Work to complete: Each of the lines below must be written out exactly as shown.

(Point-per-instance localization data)

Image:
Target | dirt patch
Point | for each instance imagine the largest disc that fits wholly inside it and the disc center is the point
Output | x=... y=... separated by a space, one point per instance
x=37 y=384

Exercise response:
Image:
Target | dirt patch
Point | for each instance imagine the largest disc that fits wholly inside it and the disc center is the point
Output | x=... y=... separated by a space, one point per instance
x=37 y=384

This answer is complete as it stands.